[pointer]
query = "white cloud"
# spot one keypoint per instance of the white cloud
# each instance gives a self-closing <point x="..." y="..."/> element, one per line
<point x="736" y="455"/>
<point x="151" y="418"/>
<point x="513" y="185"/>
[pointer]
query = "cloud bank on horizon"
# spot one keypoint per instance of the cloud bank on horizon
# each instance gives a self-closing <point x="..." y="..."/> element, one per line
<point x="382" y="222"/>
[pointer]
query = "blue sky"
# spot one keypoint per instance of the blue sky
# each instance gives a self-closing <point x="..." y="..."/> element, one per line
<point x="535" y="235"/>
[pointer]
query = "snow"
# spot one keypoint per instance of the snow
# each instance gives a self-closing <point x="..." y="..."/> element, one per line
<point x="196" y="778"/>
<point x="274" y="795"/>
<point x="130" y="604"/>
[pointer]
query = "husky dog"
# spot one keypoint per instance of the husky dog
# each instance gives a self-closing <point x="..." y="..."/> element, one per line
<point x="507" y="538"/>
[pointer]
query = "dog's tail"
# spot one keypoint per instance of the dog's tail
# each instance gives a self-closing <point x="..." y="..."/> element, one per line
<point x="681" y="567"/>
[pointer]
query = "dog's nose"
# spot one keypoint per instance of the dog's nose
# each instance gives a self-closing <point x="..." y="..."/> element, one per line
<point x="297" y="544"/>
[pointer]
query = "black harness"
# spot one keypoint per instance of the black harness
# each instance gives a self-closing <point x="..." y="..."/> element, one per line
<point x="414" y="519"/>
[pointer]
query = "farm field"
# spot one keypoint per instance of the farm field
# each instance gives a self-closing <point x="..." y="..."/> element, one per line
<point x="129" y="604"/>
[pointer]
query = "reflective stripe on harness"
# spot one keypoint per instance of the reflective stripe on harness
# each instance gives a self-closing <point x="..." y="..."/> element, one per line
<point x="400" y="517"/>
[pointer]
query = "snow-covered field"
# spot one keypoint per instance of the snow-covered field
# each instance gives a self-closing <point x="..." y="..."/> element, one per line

· · · ·

## GIVEN TASK
Give back all the records exactly as they stand.

## SOLUTION FOR THIS PROBLEM
[pointer]
query = "white cloud"
# spot one keypoint per instance of the white cloud
# each instance gives a self-closing <point x="..." y="..."/> element, one per line
<point x="736" y="455"/>
<point x="151" y="418"/>
<point x="513" y="185"/>
[pointer]
query = "cloud bank on horizon"
# spot one keypoint per instance of the cloud bank on horizon
# each instance gives a self-closing <point x="..." y="..."/> element, one per line
<point x="382" y="222"/>
[pointer]
query = "blue sky"
# spot one keypoint per instance of the blue sky
# each instance gives a self-closing <point x="..." y="..."/> element, one per line
<point x="535" y="235"/>
[pointer]
query = "snow"
# spot one keypoint per instance of the snow
# each instance gives a self-closing <point x="..." y="..."/> element, one per line
<point x="196" y="778"/>
<point x="274" y="795"/>
<point x="130" y="604"/>
[pointer]
query = "husky dog"
# spot one keypoint per instance of the husky dog
# each instance gives a self-closing <point x="..." y="..."/> element, one per line
<point x="507" y="538"/>
[pointer]
query = "dog's tail"
# spot one keypoint per instance of the dog's tail
# each instance gives a self-closing <point x="..." y="..."/> element, one per line
<point x="681" y="567"/>
[pointer]
query = "dog's nose"
# spot one keypoint per instance of the dog's nose
# each instance gives a self-closing <point x="..." y="..."/> element, one per line
<point x="297" y="544"/>
[pointer]
query = "black harness"
# spot one keypoint per instance of the black harness
# each instance gives a self-closing <point x="..." y="..."/> element, one per line
<point x="414" y="519"/>
[pointer]
query = "farm field"
# spot one keypoint per instance of the farm field
# each instance gives a self-closing <point x="..." y="..."/> element, one per line
<point x="129" y="604"/>
[pointer]
query = "reflective stripe on harness"
# spot one keypoint per instance of the reflective stripe on harness
# each instance gives a self-closing <point x="..." y="..."/> element, one per line
<point x="400" y="517"/>
[pointer]
query = "snow-covered field"
# spot one keypoint per instance of the snow-covered field
# each instance gives a self-closing <point x="..." y="..."/> element, one per line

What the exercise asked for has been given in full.